Type out the material below exactly.

========================================

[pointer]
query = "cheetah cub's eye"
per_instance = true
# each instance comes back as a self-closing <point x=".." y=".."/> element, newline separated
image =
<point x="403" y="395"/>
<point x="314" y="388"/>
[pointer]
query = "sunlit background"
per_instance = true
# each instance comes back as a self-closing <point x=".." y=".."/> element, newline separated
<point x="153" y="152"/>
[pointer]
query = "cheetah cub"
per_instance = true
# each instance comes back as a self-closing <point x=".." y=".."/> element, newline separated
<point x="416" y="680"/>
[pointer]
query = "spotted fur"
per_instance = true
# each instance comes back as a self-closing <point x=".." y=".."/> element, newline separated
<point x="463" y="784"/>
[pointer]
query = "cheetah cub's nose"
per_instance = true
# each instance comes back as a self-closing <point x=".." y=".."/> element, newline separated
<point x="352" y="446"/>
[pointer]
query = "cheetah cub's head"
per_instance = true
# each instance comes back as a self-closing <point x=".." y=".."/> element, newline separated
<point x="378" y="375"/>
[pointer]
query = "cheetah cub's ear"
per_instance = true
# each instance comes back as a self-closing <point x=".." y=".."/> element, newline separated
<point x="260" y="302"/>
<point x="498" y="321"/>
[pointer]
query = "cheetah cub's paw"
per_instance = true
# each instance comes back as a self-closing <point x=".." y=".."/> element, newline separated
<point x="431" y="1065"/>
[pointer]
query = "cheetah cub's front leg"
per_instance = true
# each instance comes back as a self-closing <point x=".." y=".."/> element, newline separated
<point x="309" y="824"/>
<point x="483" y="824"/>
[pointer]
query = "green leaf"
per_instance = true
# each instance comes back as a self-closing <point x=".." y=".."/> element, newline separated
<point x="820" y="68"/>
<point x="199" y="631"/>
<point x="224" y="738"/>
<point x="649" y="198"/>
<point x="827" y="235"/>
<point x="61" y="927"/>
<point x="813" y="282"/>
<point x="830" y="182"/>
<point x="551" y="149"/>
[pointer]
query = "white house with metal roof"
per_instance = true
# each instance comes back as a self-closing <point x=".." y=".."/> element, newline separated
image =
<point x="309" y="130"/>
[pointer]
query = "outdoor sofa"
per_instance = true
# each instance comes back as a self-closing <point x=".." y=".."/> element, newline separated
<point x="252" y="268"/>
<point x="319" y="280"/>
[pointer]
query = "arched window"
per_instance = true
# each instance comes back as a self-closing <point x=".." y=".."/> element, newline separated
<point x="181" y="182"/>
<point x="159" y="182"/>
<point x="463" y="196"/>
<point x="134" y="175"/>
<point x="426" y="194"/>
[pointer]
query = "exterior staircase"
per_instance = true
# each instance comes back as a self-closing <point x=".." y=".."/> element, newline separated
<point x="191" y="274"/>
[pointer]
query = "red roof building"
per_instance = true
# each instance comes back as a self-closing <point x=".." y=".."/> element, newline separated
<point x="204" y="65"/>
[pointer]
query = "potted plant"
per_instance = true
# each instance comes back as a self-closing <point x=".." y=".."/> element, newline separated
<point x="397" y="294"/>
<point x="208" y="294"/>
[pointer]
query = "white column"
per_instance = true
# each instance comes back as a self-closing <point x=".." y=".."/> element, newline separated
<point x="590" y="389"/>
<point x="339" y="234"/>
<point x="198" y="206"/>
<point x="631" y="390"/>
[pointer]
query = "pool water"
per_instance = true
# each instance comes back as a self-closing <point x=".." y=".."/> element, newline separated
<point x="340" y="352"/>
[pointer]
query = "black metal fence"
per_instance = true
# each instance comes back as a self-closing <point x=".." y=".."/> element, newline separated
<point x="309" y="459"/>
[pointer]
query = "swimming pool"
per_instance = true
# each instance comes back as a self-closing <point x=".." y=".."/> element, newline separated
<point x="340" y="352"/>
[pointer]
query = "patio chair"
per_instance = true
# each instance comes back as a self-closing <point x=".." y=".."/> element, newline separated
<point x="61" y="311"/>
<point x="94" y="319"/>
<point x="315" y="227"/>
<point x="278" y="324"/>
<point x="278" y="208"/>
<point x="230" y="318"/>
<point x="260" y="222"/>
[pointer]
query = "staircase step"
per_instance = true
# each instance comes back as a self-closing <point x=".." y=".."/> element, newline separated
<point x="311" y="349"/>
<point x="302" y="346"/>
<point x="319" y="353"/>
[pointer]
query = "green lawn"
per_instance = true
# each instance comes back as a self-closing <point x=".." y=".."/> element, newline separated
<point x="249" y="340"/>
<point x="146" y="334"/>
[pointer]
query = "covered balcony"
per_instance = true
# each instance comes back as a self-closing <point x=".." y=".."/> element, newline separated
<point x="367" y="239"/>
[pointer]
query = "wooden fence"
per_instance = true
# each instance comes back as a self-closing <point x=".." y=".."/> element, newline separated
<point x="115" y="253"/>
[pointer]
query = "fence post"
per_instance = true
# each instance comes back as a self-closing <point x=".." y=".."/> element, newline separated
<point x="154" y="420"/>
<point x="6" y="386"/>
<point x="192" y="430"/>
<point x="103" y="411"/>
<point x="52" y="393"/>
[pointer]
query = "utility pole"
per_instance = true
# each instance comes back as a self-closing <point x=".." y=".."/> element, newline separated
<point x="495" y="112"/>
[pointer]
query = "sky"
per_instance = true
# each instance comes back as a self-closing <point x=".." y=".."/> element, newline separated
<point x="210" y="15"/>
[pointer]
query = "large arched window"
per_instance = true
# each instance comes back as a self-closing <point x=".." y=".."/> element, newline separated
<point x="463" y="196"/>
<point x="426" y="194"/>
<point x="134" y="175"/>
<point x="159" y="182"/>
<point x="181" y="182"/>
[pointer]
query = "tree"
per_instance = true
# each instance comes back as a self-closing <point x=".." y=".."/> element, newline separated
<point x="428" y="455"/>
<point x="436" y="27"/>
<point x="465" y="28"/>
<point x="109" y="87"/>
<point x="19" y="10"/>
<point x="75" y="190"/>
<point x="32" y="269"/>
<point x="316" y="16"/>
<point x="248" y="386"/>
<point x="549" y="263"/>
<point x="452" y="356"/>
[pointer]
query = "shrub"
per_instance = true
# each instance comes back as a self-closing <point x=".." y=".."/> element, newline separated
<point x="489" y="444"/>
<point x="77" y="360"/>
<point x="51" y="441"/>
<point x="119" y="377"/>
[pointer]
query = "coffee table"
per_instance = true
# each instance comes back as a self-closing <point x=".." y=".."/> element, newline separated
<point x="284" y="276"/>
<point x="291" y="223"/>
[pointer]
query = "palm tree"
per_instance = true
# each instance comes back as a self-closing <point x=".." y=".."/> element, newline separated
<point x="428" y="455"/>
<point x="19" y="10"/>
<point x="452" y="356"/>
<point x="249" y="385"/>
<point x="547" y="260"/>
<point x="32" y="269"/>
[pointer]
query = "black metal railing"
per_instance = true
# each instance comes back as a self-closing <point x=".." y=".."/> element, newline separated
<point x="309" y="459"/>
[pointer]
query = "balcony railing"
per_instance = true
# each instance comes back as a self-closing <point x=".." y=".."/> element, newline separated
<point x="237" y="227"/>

========================================

▶ _Solution to this problem_
[pointer]
query = "cheetah cub's eye"
per_instance = true
# each instance comes back as a self-closing <point x=".." y=".."/> element, newline separated
image =
<point x="403" y="395"/>
<point x="314" y="388"/>
[pointer]
query = "sunlit background"
per_instance = true
# each instance comes back as a self-closing <point x=".." y=".."/> element, newline separated
<point x="153" y="152"/>
[pointer]
query = "cheetah cub"
per_instance = true
# each instance comes back as a self-closing <point x=".." y=".."/> element, newline separated
<point x="416" y="680"/>
[pointer]
query = "spotted fur"
per_instance = true
# each instance comes back as a self-closing <point x=".." y=".."/> element, newline separated
<point x="463" y="784"/>
[pointer]
query = "cheetah cub's nose"
per_instance = true
# each instance comes back as a self-closing <point x=".." y=".."/> element, newline separated
<point x="352" y="446"/>
[pointer]
query = "cheetah cub's head"
per_instance = true
# each instance comes back as a self-closing <point x=".." y=".."/> element, newline separated
<point x="378" y="375"/>
[pointer]
query = "cheetah cub's ear"
per_instance = true
# each instance comes back as a self-closing <point x=".." y=".."/> element, newline separated
<point x="260" y="302"/>
<point x="498" y="321"/>
[pointer]
query = "cheetah cub's paw"
per_instance = true
# each instance comes back as a self-closing <point x=".." y=".."/> element, newline separated
<point x="431" y="1065"/>
[pointer]
query = "cheetah cub's front leg"
per_instance = true
# each instance comes back as a self-closing <point x=".." y=".."/> element, newline separated
<point x="309" y="824"/>
<point x="483" y="824"/>
[pointer]
query = "green leaf"
per_instance = true
# each instance comes back as a self-closing <point x=".." y=".."/> element, newline separated
<point x="820" y="68"/>
<point x="199" y="631"/>
<point x="224" y="738"/>
<point x="649" y="198"/>
<point x="827" y="235"/>
<point x="61" y="927"/>
<point x="813" y="282"/>
<point x="830" y="182"/>
<point x="551" y="149"/>
[pointer]
query = "white house with metal roof"
per_instance = true
# each instance comes back as a self-closing <point x=".." y=".."/> element, newline separated
image =
<point x="309" y="130"/>
[pointer]
query = "outdoor sofa"
per_instance = true
# each instance comes back as a self-closing <point x=".." y=".."/> element, newline separated
<point x="252" y="268"/>
<point x="319" y="280"/>
[pointer]
query = "arched window"
per_instance = true
# each instance comes back as a self-closing <point x=".." y=".."/> element, newline separated
<point x="181" y="182"/>
<point x="159" y="182"/>
<point x="463" y="196"/>
<point x="134" y="175"/>
<point x="426" y="194"/>
[pointer]
query = "exterior staircase"
per_instance = true
# each instance comes back as a self-closing <point x=".." y=".."/> element, newline separated
<point x="191" y="274"/>
[pointer]
query = "red roof building"
per_instance = true
# each instance comes back as a self-closing <point x=".." y=".."/> element, newline separated
<point x="204" y="65"/>
[pointer]
query = "potted plant"
per_instance = true
# each instance comes back as a self-closing <point x=".." y=".."/> element, newline separated
<point x="397" y="294"/>
<point x="208" y="294"/>
[pointer]
query = "white column"
per_instance = true
# each instance comes back as a self-closing <point x=".." y=".."/> element, newline separated
<point x="590" y="389"/>
<point x="339" y="234"/>
<point x="198" y="206"/>
<point x="631" y="390"/>
[pointer]
query = "pool water"
per_instance = true
# each instance comes back as a self-closing <point x=".." y=".."/> element, newline separated
<point x="340" y="352"/>
[pointer]
query = "black metal fence"
per_instance = true
# each instance comes back as a self-closing <point x=".." y=".."/> element, newline separated
<point x="309" y="459"/>
[pointer]
query = "swimming pool"
per_instance = true
# each instance comes back as a self-closing <point x=".." y=".."/> element, newline separated
<point x="340" y="352"/>
[pointer]
query = "patio chair"
per_instance = true
# each instance comes back as a self-closing <point x=".." y=".."/> element, newline separated
<point x="61" y="311"/>
<point x="94" y="319"/>
<point x="315" y="227"/>
<point x="278" y="324"/>
<point x="278" y="208"/>
<point x="230" y="318"/>
<point x="260" y="222"/>
[pointer]
query = "staircase step"
per_instance = true
# each instance comes back as a self-closing <point x=".." y=".."/> element, newline separated
<point x="311" y="349"/>
<point x="302" y="346"/>
<point x="319" y="353"/>
[pointer]
query = "green lawn"
per_instance = true
# each instance comes back as a self-closing <point x=".." y=".."/> element, newline separated
<point x="249" y="340"/>
<point x="146" y="334"/>
[pointer]
query = "covered balcony"
per_instance = true
# each instance comes back as a self-closing <point x=".." y=".."/> element, newline separated
<point x="367" y="239"/>
[pointer]
query = "wooden fence"
per_instance = true
# each instance comes back as a self-closing <point x=".." y=".."/> element, newline separated
<point x="115" y="253"/>
[pointer]
query = "fence post"
per_instance = true
# each instance comes back as a self-closing <point x=".." y=".."/> element, newline separated
<point x="154" y="420"/>
<point x="6" y="386"/>
<point x="192" y="430"/>
<point x="103" y="411"/>
<point x="52" y="393"/>
[pointer]
query = "utility pole"
per_instance = true
# each instance comes back as a self-closing <point x=".." y=".."/> element, newline separated
<point x="495" y="112"/>
[pointer]
query = "sky"
per_instance = true
# each instance comes back as a self-closing <point x=".." y=".."/> element, newline separated
<point x="210" y="15"/>
[pointer]
query = "large arched window"
per_instance = true
# each instance comes back as a self-closing <point x=".." y=".."/> element, newline separated
<point x="463" y="196"/>
<point x="426" y="194"/>
<point x="134" y="175"/>
<point x="159" y="182"/>
<point x="181" y="182"/>
[pointer]
query = "tree"
per_instance = true
# each instance comes back as a self-closing <point x=".." y=".."/> element, newline separated
<point x="428" y="455"/>
<point x="436" y="27"/>
<point x="465" y="28"/>
<point x="109" y="87"/>
<point x="19" y="10"/>
<point x="75" y="190"/>
<point x="32" y="269"/>
<point x="316" y="16"/>
<point x="248" y="386"/>
<point x="549" y="263"/>
<point x="452" y="356"/>
[pointer]
query = "shrub"
per_instance = true
# each instance comes back as a self-closing <point x=".." y=".."/> element, newline separated
<point x="489" y="444"/>
<point x="77" y="360"/>
<point x="51" y="441"/>
<point x="119" y="377"/>
[pointer]
query = "coffee table"
per_instance = true
# each instance comes back as a self-closing <point x=".." y=".."/> element, newline separated
<point x="284" y="276"/>
<point x="291" y="223"/>
[pointer]
query = "palm tree"
per_instance = true
# each instance comes back as a self-closing <point x=".." y=".."/> element, newline separated
<point x="428" y="455"/>
<point x="19" y="10"/>
<point x="452" y="356"/>
<point x="249" y="385"/>
<point x="547" y="260"/>
<point x="32" y="269"/>
[pointer]
query = "black metal railing"
per_instance = true
# each instance comes back as a self-closing <point x=".." y=".."/> element, newline separated
<point x="309" y="459"/>
[pointer]
query = "balcony railing"
per_instance = true
# each instance comes back as a self-closing <point x=".." y=".."/> element, newline separated
<point x="237" y="227"/>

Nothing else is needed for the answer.